(Records from a collection)

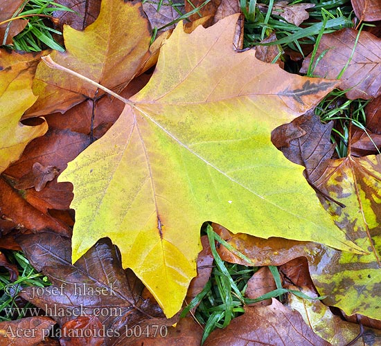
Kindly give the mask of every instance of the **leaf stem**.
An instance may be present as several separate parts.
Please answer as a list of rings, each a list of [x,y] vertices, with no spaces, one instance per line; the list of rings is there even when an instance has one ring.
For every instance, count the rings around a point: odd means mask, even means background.
[[[118,100],[120,100],[123,102],[129,104],[130,106],[134,106],[134,103],[132,102],[130,100],[127,98],[122,98],[120,95],[117,94],[116,93],[114,93],[109,89],[106,88],[105,86],[103,86],[103,85],[100,84],[99,83],[97,83],[96,82],[94,82],[94,80],[91,80],[90,78],[87,78],[87,77],[85,77],[83,75],[81,75],[80,73],[78,73],[78,72],[75,72],[73,70],[71,70],[70,69],[67,69],[67,67],[64,67],[62,65],[60,65],[59,64],[57,64],[55,62],[53,59],[51,57],[50,55],[46,55],[45,57],[41,57],[41,59],[44,61],[48,66],[49,66],[51,69],[55,69],[56,70],[63,71],[64,72],[67,72],[67,73],[69,73],[70,75],[74,75],[76,77],[78,77],[78,78],[80,78],[82,80],[85,80],[88,83],[90,83],[91,85],[94,85],[94,86],[96,86],[97,88],[99,88],[101,90],[103,90],[103,91],[105,91],[106,93],[109,93],[112,96],[114,96],[114,98],[117,98]]]

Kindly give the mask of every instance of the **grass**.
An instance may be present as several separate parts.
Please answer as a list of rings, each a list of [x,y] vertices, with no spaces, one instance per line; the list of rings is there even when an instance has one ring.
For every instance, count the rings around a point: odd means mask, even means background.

## Problem
Rewrite the lines of the listing, starting at the line containing "Kindly give the mask of every instance of the **grass**." and ending at the end of the listing, with "vertices" substituted by "points" and nothing else changed.

## In response
Kindly give the mask of every instance of the **grass**.
An instance may be present as several separate parts.
Please answer as a list of rings, each a list of [x,y] points, with no spaces, one instance per line; the list of rings is there even when an instance has one ring.
For every instance, count the rings around a point: odd means mask, even means background.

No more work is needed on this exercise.